| Problem details |
Every entry needs to be written out again exactly, with its pictures removed.

| Dataset excerpts |

--- --- ---

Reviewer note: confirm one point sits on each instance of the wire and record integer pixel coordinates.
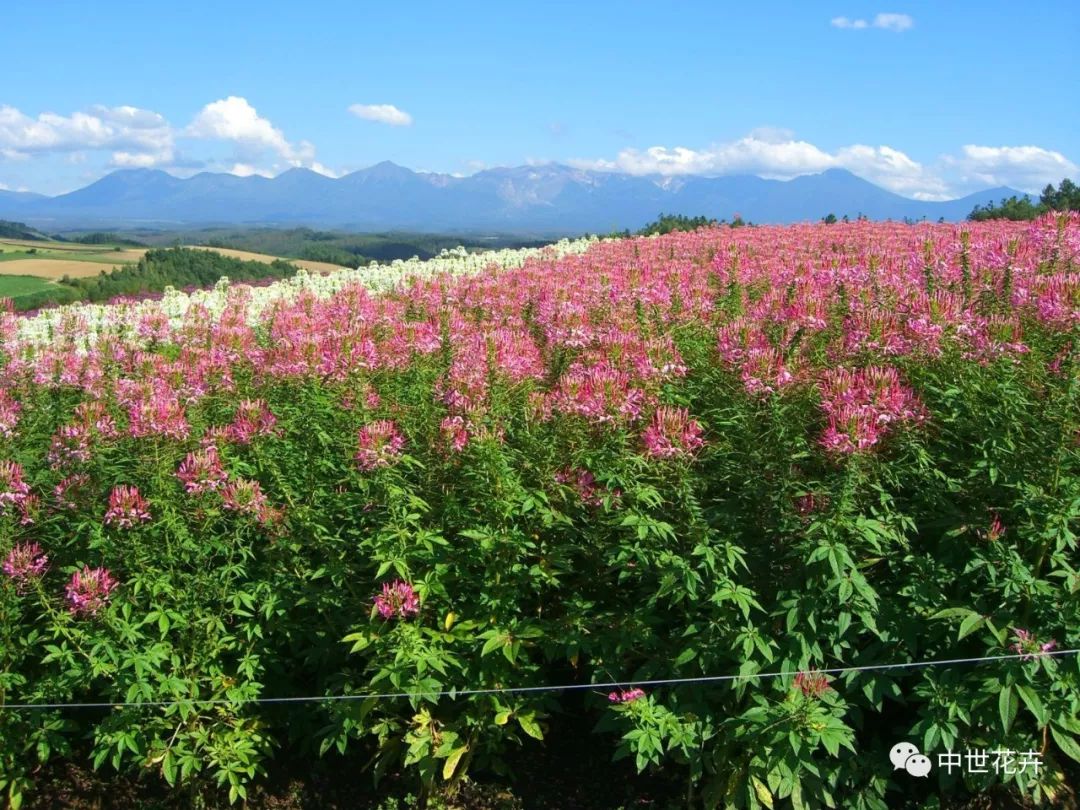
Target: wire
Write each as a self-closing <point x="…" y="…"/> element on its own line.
<point x="454" y="693"/>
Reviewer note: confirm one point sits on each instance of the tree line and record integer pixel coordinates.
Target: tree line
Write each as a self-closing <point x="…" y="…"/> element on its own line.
<point x="1066" y="197"/>
<point x="173" y="267"/>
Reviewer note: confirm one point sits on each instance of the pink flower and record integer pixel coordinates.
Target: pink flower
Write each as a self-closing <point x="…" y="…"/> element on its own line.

--- --- ---

| Task solution |
Reviewer note: confirm one point sits on each instance of the wire and record integer pixel coordinates.
Target: wire
Write each as a self-closing <point x="…" y="…"/> element on its own line.
<point x="454" y="693"/>
Reviewer note: confirm one point sits on each instance of the tree line and record integer pixel coordinates.
Target: tree line
Write each as a self-closing <point x="…" y="…"/> element on its own line.
<point x="1066" y="197"/>
<point x="173" y="267"/>
Reviewer note: confirm one point sits on each instance of the pink flower and record integer pixel coordinates.
Target: pink flower
Write each as a self-closing <point x="…" y="…"/> element on its own line.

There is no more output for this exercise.